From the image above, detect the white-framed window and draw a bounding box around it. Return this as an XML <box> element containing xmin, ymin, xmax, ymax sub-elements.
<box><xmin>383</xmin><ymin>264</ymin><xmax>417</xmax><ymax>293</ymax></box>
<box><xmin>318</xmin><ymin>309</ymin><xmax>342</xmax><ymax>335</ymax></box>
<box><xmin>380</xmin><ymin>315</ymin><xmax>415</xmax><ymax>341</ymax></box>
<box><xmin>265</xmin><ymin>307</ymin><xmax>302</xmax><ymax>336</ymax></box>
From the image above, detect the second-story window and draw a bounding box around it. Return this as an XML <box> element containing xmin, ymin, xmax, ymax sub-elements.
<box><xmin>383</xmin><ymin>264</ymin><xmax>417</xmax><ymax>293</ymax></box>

### What the exercise asks
Return every line of the items above unchanged, character for character.

### Task response
From the image above, detect the white-framed window and draw a bounding box around it. Return this as an XML <box> element containing xmin, ymin, xmax, ymax sub-elements.
<box><xmin>383</xmin><ymin>264</ymin><xmax>417</xmax><ymax>293</ymax></box>
<box><xmin>318</xmin><ymin>309</ymin><xmax>342</xmax><ymax>335</ymax></box>
<box><xmin>380</xmin><ymin>315</ymin><xmax>415</xmax><ymax>341</ymax></box>
<box><xmin>265</xmin><ymin>307</ymin><xmax>302</xmax><ymax>336</ymax></box>
From the image above, detect the second-story window and draw a bounding box around it. Return this as an XML <box> element containing xmin, ymin, xmax, ymax sub-elements.
<box><xmin>383</xmin><ymin>264</ymin><xmax>417</xmax><ymax>293</ymax></box>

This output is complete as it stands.